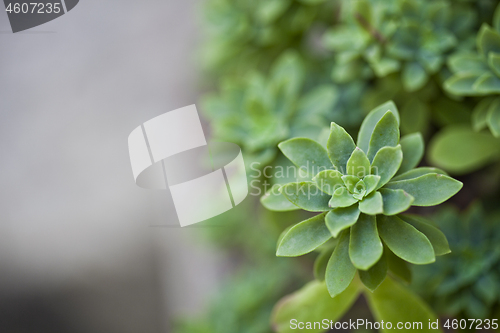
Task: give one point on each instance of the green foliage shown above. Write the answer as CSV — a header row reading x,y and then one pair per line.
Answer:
x,y
362,202
465,285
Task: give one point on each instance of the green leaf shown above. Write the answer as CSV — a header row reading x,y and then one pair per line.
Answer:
x,y
358,164
373,277
340,271
306,154
428,190
493,118
488,40
467,63
371,182
480,113
275,201
461,84
397,266
307,196
340,147
395,201
405,241
312,303
393,303
494,62
371,120
386,164
341,198
487,84
365,247
385,134
350,182
459,150
414,76
321,262
435,236
339,219
412,146
304,237
372,204
329,180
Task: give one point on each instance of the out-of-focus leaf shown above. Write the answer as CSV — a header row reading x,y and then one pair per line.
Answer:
x,y
428,190
412,146
459,150
312,303
304,237
394,303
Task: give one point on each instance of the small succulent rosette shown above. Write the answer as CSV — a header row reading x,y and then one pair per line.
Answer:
x,y
360,191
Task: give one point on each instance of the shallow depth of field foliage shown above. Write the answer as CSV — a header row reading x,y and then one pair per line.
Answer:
x,y
390,112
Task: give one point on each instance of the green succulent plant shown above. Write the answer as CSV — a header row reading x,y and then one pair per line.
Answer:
x,y
466,283
361,197
257,112
413,37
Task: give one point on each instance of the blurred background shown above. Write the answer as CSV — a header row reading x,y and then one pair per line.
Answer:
x,y
82,248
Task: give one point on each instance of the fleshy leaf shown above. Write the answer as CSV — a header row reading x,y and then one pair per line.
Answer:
x,y
340,271
307,196
371,120
395,201
358,164
405,241
435,236
312,303
488,40
385,134
342,198
412,146
386,164
350,182
371,182
460,150
393,303
340,147
339,219
275,201
365,247
480,113
306,154
428,190
321,262
373,277
414,76
372,204
397,266
328,181
304,237
461,84
493,118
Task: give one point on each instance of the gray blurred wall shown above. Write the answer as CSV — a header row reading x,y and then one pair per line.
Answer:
x,y
77,250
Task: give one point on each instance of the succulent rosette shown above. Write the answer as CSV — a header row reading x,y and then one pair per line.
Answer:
x,y
360,191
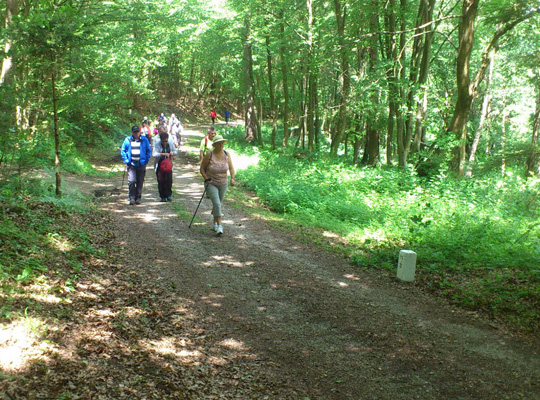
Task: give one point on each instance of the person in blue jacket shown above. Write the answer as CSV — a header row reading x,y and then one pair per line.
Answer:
x,y
136,153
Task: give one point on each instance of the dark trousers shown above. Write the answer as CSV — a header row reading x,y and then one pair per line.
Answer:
x,y
135,181
165,184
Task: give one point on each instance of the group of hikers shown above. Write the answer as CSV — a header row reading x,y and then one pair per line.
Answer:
x,y
215,164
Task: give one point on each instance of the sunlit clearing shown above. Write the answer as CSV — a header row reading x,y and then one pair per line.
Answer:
x,y
18,344
169,346
59,243
232,344
329,234
243,161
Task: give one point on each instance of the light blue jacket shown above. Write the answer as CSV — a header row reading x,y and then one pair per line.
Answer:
x,y
146,151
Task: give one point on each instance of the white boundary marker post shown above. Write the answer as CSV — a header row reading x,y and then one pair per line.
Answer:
x,y
406,265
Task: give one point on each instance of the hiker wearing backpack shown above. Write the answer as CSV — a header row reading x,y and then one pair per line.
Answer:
x,y
164,152
146,131
206,142
136,153
215,167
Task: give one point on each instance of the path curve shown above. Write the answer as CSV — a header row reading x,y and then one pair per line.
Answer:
x,y
311,324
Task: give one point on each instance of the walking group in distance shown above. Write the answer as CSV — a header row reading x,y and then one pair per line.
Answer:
x,y
162,144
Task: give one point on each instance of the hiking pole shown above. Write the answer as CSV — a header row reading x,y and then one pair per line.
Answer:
x,y
206,181
123,178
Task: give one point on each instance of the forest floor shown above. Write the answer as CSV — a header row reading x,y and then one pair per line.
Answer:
x,y
254,314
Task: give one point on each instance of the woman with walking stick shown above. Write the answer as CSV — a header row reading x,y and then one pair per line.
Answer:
x,y
215,167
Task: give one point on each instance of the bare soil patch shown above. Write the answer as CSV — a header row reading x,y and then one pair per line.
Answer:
x,y
182,313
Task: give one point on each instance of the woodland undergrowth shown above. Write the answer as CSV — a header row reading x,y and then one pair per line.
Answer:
x,y
477,240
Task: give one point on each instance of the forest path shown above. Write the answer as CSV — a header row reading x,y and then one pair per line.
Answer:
x,y
285,320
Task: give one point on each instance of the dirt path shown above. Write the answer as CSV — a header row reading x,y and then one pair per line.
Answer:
x,y
278,319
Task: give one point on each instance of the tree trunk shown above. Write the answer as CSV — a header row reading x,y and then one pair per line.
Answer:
x,y
503,139
419,69
458,124
483,117
345,78
250,109
466,89
271,89
391,76
372,153
311,86
12,9
533,161
284,74
56,133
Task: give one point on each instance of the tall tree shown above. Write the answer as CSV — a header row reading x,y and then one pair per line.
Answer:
x,y
248,82
12,9
345,78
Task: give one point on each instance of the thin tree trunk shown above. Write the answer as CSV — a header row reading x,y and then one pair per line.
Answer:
x,y
458,124
533,161
372,153
467,90
271,90
12,9
503,139
250,109
284,74
56,133
310,114
483,117
345,78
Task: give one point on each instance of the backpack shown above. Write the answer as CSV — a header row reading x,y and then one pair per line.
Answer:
x,y
166,165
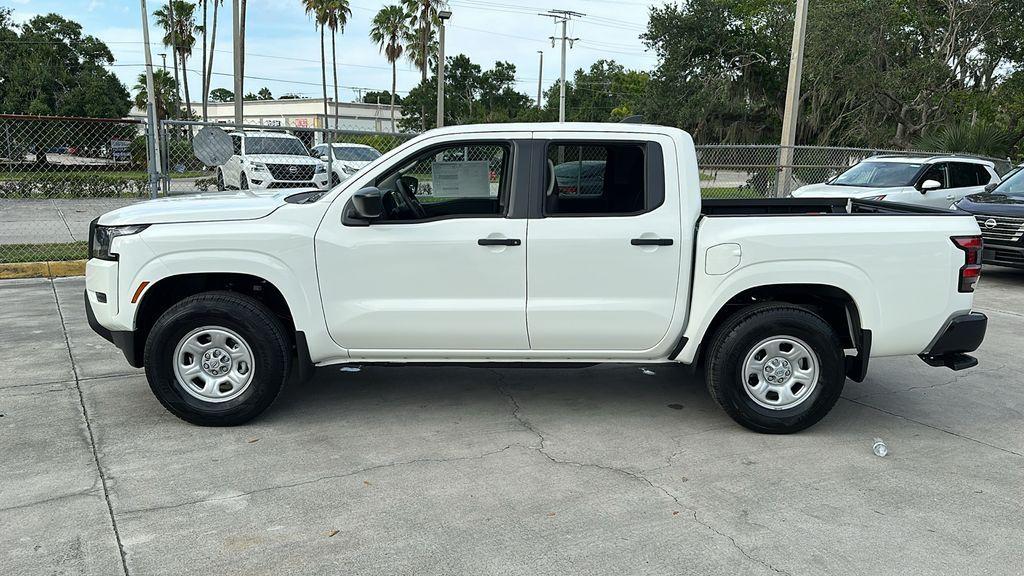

## WHAT YOU SHOULD DO
Rewrite all of the records above, leaving out the pictures, with every "instance" replaced by "occurrence" and nothing else changed.

## WRITTEN RESPONSE
Task: give one point on each occurrence of the green foliage shown above. Write the answer as CSV — a header row reading x,y and then one pair per line.
Answer:
x,y
362,202
465,285
Task: give one point on each occurrence of the green leaf shown above. Write the answer as CSV — a header row reading x,y and then one pair per line.
Answer:
x,y
358,164
373,277
340,271
306,154
428,190
493,118
488,40
467,63
371,182
480,113
275,201
461,84
397,266
307,196
340,147
395,201
405,241
312,303
393,303
494,62
371,120
386,164
341,198
487,84
365,247
385,134
350,182
459,150
414,76
321,262
435,236
339,219
412,146
304,237
372,204
329,180
Task: give one point on each occurrence of the out-of-focus leaf shown above. Write the answer as CSV — a header row reading x,y and then one pair per line.
Answer:
x,y
428,190
412,146
459,150
312,303
304,237
394,303
Task: give one point on each occurrence of the small succulent rosette shown above. Write the answer as CSV — a header row reading x,y and then one pair per line.
Answer:
x,y
360,191
Task: give one point on each occurrence of the shallow depth of field foliage shown above. Write the answer as CSV — a header row reading x,y and then one pair per line.
Answer:
x,y
390,112
Task: give one point on each occurrence of the green succulent plant shown above. Write the answer as CSV — a header row reading x,y and then one pair per line.
Answer:
x,y
466,283
361,197
257,112
413,37
Task: give one point on each occurrence of the blurred background shown above. Write the answer as CSV — a header row reading x,y and then one pair per line.
Answer:
x,y
82,248
Task: give one point on each occurrence of the fleshy leaf shown above. Write the answer as CSV — a header row reading x,y and then one pair per line.
Answer:
x,y
340,271
307,196
371,120
395,201
358,164
405,241
435,236
312,303
488,40
385,134
342,198
412,146
386,164
350,182
371,182
460,150
393,303
340,147
339,219
275,201
365,247
480,113
306,154
428,190
321,262
373,277
414,76
372,204
397,266
328,181
304,237
461,84
493,118
Task: give one point on each occurrence of the gray blurred wall shown above. Write the answer as CSV — a header row reading x,y and then one pair per line.
Answer:
x,y
77,250
Task: give one point on each occurrence of the succulent rosette shown above. Write the answer as CSV — a header row reading x,y and then one pair per line.
Answer:
x,y
360,191
Task: give one point on each occurrence of the person in blue jacket shown above. Write the answer as CSV — a header row reading x,y and then one pair per line.
Answer:
x,y
136,153
Task: give one point on each occurrence of the dark trousers shown above. Write the answer as CSV — a header row reading x,y and then one pair per line.
Answer:
x,y
135,181
165,184
Task: give one point on each occurrence of the group of hikers shown above. Write the answer as CSV — a header row reading x,y and then one pair per line.
Answer:
x,y
215,164
Task: give one point on each occurrence of the sunlit clearing shown above. Write the answer as CSV — a header row reading x,y and then one pair per line.
Answer:
x,y
18,344
169,346
59,243
232,344
329,234
243,161
Task: give one point on each occurrence of the light blue jacket shown above. Write the answer as CSV — a header row reading x,y and then one pair per line.
Answer:
x,y
146,151
Task: give one point on each occurrence of the white boundary marker post shown above. Write the answer as CSV — a header row reading x,y and then one pair per line.
Answer:
x,y
406,265
Task: give one point on each occurrence of the hiker wearing backpack shown above. Write the answer as CSV — a header row reading x,y and then one pair per line.
Answer:
x,y
164,152
146,131
206,142
136,153
215,167
Task: give one point on each occurrence of the path curve shown above. Write the answer as CSV — a header row reading x,y and then one pair per line.
Answer:
x,y
311,324
Task: give one point on each occurrence of the walking group in distance shown above. Write the answer as CSV — a header row reading x,y and then one pair per line.
Answer:
x,y
162,144
Task: give one point on each occurrence of the hiking pole shown above. Write the answer as CSV — a header row reading x,y and then one pair per line.
Answer:
x,y
206,181
123,178
Task: give one point on each occurrence of the forest floor shown above. Write the answer as CSV — a header row reading x,y and then one pair per line.
Answer:
x,y
254,314
Task: give one point on each occurrence of the woman with walking stick shown above. Write the answer as CSV — a header row reading x,y and then one pair per line.
Answer:
x,y
215,167
Task: give one point on each occurrence of the bare soil patch shown above. Write the answer as CSV — a header row reading x,y and then one pair per line.
Answer:
x,y
182,313
Task: give one point on each occurrence of the woodland undergrowth shown above. Write the answer as CSV — a header row reading x,y and then one pair per line.
Answer:
x,y
477,240
Task: give one point on each occurrence of the forest path shown above. Write the answer as CSV — a header row reading x,y and then one pair per line.
Answer:
x,y
285,320
Task: give one point on each occurrence of the dirt path shown above. Write the answer as CSV — a header row reading x,y and then one pair per line.
Answer:
x,y
278,319
Task: give one point on each occurrence of the tree trunk shown above. Write the answer as CSV — a header row reading x,y and then one pair per line.
Answer:
x,y
503,139
419,69
458,124
483,117
345,78
250,109
466,89
271,89
391,76
372,153
311,86
12,9
533,161
284,74
56,133
Task: give one point on each occurrence of the tall tree shown above. Write the answer as CSV — a header row reading x,y and then one pair per line.
Answer:
x,y
248,82
12,9
345,78
Task: give one point on each occurrence of the thin tree trunk shown above. Write the answer as CSV — a header row reading x,y and then one pair per line.
Answer:
x,y
458,124
533,161
372,153
467,90
271,90
12,9
503,139
250,109
284,74
56,133
310,114
483,117
345,78
Task: give one point on each occurrence of the backpack shown above. Write the answer as CSV — a header row reading x,y and then one pair per line.
Answer:
x,y
166,165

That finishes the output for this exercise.